■ THE REQUEST: List every line of the items below that contains the string "cloud". Case counts.
══ DATASET EXCERPTS ══
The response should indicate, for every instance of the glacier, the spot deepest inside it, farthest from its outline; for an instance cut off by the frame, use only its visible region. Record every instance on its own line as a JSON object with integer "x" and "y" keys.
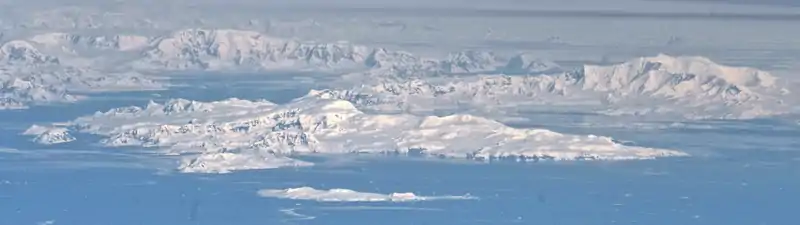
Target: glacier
{"x": 235, "y": 134}
{"x": 347, "y": 195}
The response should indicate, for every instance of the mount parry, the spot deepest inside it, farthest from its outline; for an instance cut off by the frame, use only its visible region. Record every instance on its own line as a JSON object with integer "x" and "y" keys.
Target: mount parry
{"x": 236, "y": 134}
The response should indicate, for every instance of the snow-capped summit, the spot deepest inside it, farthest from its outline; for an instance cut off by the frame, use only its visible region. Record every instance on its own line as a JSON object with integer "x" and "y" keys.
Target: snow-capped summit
{"x": 529, "y": 64}
{"x": 470, "y": 61}
{"x": 49, "y": 135}
{"x": 218, "y": 49}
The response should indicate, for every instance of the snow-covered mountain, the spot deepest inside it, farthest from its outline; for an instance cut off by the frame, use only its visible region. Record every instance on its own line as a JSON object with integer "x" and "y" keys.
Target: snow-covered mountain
{"x": 221, "y": 49}
{"x": 29, "y": 76}
{"x": 118, "y": 42}
{"x": 254, "y": 131}
{"x": 690, "y": 87}
{"x": 224, "y": 49}
{"x": 49, "y": 135}
{"x": 20, "y": 52}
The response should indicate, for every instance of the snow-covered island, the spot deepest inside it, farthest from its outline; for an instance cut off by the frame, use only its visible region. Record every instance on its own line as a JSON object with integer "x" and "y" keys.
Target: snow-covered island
{"x": 236, "y": 134}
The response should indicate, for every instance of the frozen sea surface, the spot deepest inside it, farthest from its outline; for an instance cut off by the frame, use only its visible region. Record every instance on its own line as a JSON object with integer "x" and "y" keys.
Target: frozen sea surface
{"x": 690, "y": 191}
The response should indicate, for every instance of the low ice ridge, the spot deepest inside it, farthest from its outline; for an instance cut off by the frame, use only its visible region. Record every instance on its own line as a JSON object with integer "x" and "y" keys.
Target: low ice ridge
{"x": 347, "y": 195}
{"x": 684, "y": 86}
{"x": 30, "y": 76}
{"x": 237, "y": 134}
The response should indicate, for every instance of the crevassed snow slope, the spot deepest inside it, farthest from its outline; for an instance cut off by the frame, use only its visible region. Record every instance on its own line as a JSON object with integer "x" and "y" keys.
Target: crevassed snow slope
{"x": 233, "y": 130}
{"x": 686, "y": 87}
{"x": 347, "y": 195}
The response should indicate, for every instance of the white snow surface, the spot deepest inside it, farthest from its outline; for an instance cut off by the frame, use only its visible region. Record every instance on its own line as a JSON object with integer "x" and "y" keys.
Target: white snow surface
{"x": 239, "y": 134}
{"x": 688, "y": 87}
{"x": 49, "y": 135}
{"x": 29, "y": 76}
{"x": 347, "y": 195}
{"x": 226, "y": 162}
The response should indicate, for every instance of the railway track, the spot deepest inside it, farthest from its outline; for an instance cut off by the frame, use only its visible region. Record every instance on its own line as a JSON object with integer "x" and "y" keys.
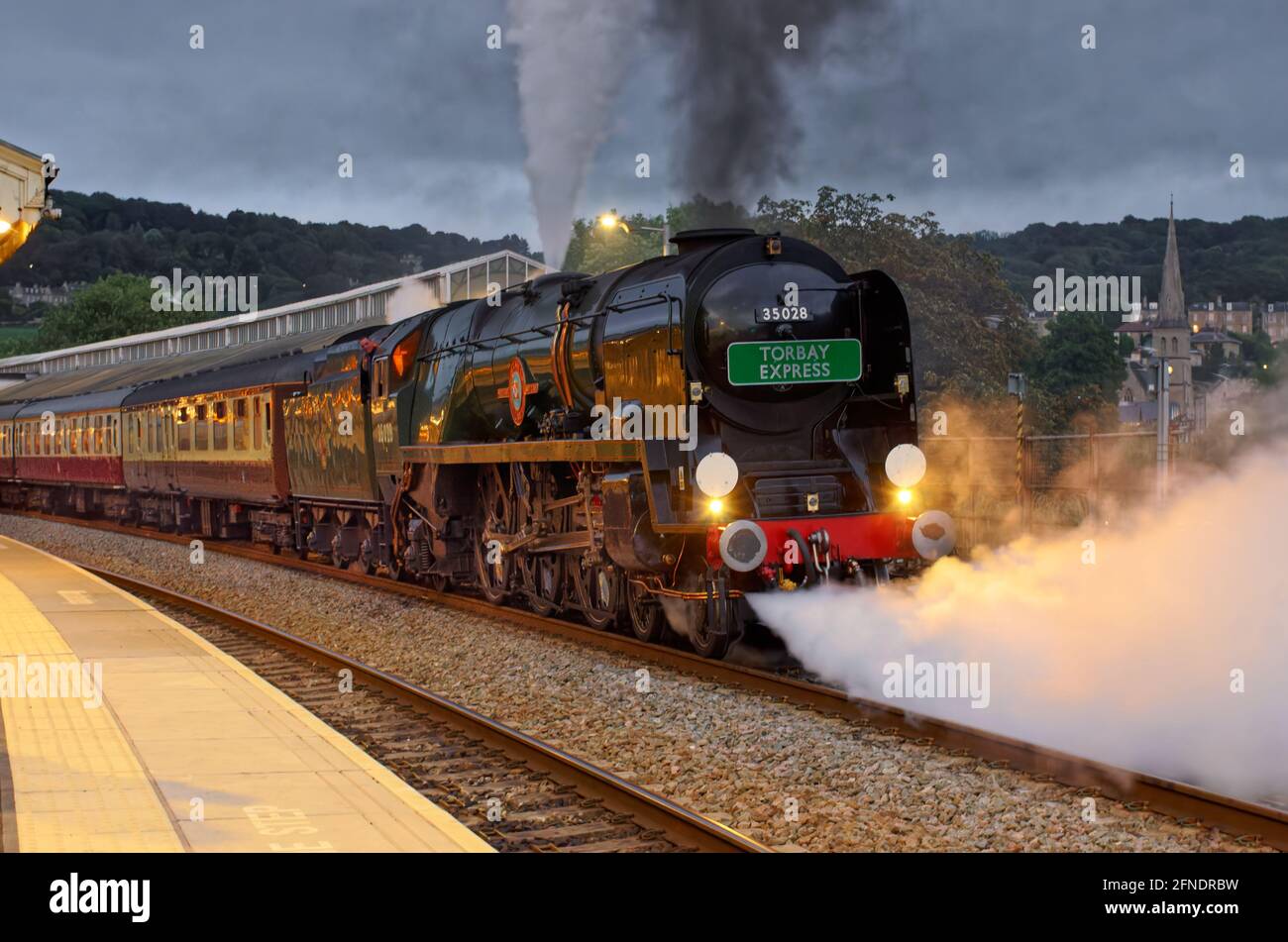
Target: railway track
{"x": 1248, "y": 821}
{"x": 513, "y": 790}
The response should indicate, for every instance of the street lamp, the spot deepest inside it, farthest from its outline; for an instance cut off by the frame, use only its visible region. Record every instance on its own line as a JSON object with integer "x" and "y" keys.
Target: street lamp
{"x": 610, "y": 220}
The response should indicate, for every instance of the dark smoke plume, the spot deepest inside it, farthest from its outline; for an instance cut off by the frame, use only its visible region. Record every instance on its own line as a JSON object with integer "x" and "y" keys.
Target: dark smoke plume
{"x": 739, "y": 123}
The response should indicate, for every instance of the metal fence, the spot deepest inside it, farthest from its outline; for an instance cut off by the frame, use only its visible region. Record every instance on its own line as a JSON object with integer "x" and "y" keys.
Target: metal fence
{"x": 999, "y": 488}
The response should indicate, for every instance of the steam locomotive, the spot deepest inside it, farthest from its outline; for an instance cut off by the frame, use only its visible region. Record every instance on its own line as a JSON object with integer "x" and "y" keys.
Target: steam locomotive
{"x": 644, "y": 448}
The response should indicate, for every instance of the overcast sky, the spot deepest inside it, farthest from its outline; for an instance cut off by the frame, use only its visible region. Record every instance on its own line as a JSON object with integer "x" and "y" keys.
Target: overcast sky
{"x": 1034, "y": 128}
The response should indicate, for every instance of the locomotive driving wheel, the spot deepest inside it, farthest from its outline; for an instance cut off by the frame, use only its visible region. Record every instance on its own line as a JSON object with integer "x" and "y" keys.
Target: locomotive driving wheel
{"x": 492, "y": 564}
{"x": 648, "y": 620}
{"x": 597, "y": 587}
{"x": 542, "y": 577}
{"x": 542, "y": 573}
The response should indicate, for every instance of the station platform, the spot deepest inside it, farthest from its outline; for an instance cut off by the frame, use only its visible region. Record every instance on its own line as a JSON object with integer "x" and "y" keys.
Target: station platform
{"x": 125, "y": 731}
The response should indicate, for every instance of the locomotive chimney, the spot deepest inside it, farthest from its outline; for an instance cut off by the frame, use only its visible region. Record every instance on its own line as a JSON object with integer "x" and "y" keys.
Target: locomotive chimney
{"x": 697, "y": 240}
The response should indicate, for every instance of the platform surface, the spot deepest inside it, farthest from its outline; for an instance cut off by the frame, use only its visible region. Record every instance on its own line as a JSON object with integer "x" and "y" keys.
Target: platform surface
{"x": 125, "y": 731}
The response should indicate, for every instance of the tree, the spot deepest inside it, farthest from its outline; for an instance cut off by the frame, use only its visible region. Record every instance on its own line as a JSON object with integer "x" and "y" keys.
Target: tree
{"x": 1078, "y": 368}
{"x": 1260, "y": 353}
{"x": 114, "y": 306}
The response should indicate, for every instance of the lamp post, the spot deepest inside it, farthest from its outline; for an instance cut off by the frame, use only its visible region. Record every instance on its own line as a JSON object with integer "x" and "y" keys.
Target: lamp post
{"x": 610, "y": 220}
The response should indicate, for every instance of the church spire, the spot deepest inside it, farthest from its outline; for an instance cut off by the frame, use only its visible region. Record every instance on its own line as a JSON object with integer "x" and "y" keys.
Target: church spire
{"x": 1171, "y": 297}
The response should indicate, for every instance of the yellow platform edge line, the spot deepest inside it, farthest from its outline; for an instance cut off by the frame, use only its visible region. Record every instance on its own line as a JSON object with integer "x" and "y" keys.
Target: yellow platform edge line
{"x": 454, "y": 830}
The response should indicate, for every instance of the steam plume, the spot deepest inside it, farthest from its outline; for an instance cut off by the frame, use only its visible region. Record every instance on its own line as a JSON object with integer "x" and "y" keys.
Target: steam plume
{"x": 1127, "y": 661}
{"x": 572, "y": 59}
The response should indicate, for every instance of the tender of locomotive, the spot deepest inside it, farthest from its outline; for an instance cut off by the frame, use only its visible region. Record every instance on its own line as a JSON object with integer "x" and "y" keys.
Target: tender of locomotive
{"x": 774, "y": 386}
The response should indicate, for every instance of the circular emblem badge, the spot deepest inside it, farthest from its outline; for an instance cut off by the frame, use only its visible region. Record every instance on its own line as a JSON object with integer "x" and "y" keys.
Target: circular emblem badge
{"x": 518, "y": 391}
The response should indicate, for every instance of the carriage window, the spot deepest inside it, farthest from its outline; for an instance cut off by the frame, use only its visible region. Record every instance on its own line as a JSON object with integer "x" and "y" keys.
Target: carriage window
{"x": 240, "y": 425}
{"x": 200, "y": 430}
{"x": 219, "y": 426}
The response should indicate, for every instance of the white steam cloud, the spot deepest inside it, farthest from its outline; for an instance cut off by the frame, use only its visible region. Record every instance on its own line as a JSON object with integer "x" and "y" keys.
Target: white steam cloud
{"x": 571, "y": 64}
{"x": 1127, "y": 659}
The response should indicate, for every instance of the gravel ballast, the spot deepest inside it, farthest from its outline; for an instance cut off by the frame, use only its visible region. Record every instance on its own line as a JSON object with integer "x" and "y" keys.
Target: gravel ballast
{"x": 789, "y": 777}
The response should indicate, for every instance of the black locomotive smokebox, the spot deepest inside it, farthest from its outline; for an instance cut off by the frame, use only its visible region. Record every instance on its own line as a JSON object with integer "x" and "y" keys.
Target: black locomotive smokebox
{"x": 697, "y": 240}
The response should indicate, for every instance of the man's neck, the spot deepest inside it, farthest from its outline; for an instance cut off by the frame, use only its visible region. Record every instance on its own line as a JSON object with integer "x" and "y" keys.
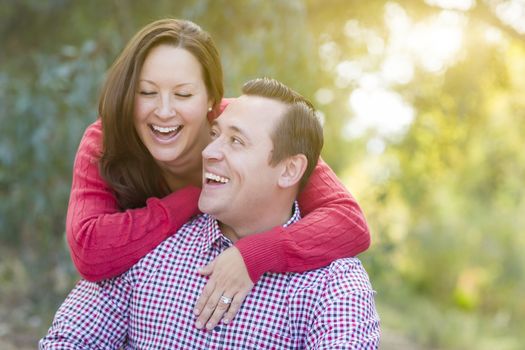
═══
■ SOLUTION TO THE PROBLEM:
The response should indicate, for every instance of the white steam cloud, the spot deepest inside it, farthest from its outline; for an instance cut off by the frame, use only its visible region. Record every instance on its own line as a JSON object with integer "x" and "y" keys.
Target: white steam cloud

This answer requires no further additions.